Passage provided:
**********
OCR + NLP + Text Matching

OCR + NLP is a newer technique to extract data from documents. OCR is a fairly well studied problem and extracting text from documents works most of the time. The next step is to take all of the raw text that is extracted from the document and then try to parse each of the individual pieces of text in the document

Within NLP there a variety of techniques that can be employed to solve this problem

  1. Regex (Regular Expressions)

To extract a date a regular expression would look like:

^(?:(?:31(\/|-|\.)(?:0?[13578]|1[02]|(?:Jan|Mar|May|Jul|Aug|Oct|Dec)))\1|(?:(?:29|30)(\/|-|\.)(?:0?[1,3-9]|1[0-2]|(?:Jan|Mar|Apr|May|Jun|Jul|Aug|Sep|Oct|Nov|Dec))\2))(?:(?:1[6-9]|[2-9]\d)?\d{2})$|^(?:29(\/|-|\.)(?:0?2|(?:Feb))\3(?:(?:(?:1[6-9]|[2-9]\d)?(?:0[48]|[2468][048]|[13579][26])|(?:(?:16|[2468][048]|[3579][26])00))))$|^(?:0?[1-9]|1\d|2[0-8])(\/|-|\.)(?:(?:0?[1-9]|(?:Jan|Feb|Mar|Apr|May|Jun|Jul|Aug|Sep))|(?:1[0-2]|(?:Oct|Nov|Dec)))\4(?:(?:1[6-9]|[2-9]\d)?\d{2})$

Extracts 01/02/2020

Source: https://stackoverflow.com/questions/15491894/regex-to-validate-date-format-dd-mm-yyyy

The downside of the Regex based solution is that each new format needs to be programmed separately. If there is a new format it needs to be added to the regular expression. It does not identify if a particular date is the delivery date, due by date or date of the purchase order.
**********
(Raw records)
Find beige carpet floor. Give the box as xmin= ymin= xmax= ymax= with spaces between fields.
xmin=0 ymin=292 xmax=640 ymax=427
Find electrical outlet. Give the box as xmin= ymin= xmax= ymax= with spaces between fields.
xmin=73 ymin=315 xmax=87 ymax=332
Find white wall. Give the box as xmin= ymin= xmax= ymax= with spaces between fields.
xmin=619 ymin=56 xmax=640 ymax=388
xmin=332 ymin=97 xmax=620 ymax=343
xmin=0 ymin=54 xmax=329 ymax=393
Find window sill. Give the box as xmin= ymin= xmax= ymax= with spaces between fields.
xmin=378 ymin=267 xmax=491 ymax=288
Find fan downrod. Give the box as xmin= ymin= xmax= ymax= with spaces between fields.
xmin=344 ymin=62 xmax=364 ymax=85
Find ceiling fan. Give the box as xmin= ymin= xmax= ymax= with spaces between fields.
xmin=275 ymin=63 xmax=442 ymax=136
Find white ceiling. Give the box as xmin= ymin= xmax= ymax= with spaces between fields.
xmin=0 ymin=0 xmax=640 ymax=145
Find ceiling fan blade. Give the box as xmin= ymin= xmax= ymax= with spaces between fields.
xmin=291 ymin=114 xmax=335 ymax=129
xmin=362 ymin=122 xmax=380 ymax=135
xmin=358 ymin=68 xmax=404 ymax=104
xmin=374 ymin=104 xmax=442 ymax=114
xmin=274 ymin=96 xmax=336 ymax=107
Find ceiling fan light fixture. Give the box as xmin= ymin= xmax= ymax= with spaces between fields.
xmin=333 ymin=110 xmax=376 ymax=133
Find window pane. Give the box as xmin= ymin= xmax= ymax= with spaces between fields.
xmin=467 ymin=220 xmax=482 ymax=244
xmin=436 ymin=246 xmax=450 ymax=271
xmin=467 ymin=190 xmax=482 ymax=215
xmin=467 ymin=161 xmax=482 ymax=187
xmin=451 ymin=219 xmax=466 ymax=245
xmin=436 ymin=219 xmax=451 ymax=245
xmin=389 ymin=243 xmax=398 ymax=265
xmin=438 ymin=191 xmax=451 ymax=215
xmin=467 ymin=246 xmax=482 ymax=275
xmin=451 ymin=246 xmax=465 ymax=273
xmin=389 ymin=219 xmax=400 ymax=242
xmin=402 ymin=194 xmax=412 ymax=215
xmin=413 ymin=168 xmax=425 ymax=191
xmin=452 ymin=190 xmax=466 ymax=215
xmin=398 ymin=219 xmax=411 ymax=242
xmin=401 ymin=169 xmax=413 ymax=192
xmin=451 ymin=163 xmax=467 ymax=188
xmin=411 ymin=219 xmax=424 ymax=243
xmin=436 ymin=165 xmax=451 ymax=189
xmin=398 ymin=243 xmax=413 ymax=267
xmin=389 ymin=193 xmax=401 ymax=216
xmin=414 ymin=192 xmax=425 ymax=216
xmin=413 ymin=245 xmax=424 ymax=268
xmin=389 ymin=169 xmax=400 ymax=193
**********
Stated task 1:
Print the passage on OCR and NLP between "Extracts 01/02/2020" and "the purchase order.", inclusive.
Stated task 2:
Proceed with the text on OCR and NLP data extraction, picking up right after its final sentence.

Task response 1:
Extracts 01/02/2020

Source: https://stackoverflow.com/questions/15491894/regex-to-validate-date-format-dd-mm-yyyy

The downside of the Regex based solution is that each new format needs to be programmed separately. If there is a new format it needs to be added to the regular expression. It does not identify if a particular date is the delivery date, due by date or date of the purchase order.

Task response 2:
2. NER (Named Entity Recognition)

To extract field types using NER

results = stanford_ner_tagger.tag(article.split()) print('Original Sentence: %s' % (article)) for result in results: tag_value = result[0] tag_type = result[1] if tag_type != 'O': print('Type: %s, Value: %s' % (tag_type, tag_value))

Prints
Type: DATE, Value: 01/02/2020

Source: https://towardsdatascience.com/named-entity-recognition-3fad3f53c91e

The downside of NER based extraction is that it works well for well defined types but fails for a variety of types like addresses and things that are non standard formats. It works well for Dates, Currency, Phone numbers etc. It works occasionally for Names and Entities. It suffers from a similar problem of not knowing which date it is the delivery date, due by date or date of the purchase order.

3. Force Vendor / Buyer to use your software to submit document

If a Vendor or a Buyer has significant leverage in a transaction he can force the other party to use their software to submit their document. This removes most problems and offloads the entire responsibility to the vendor and no document digitisation is required. However this suffers from the obvious issue of not being ubiquitous and requires that the other party interact with your software. Even if a few 3 parties don't follow this protocol it requires a significant effort to add it to your existing system.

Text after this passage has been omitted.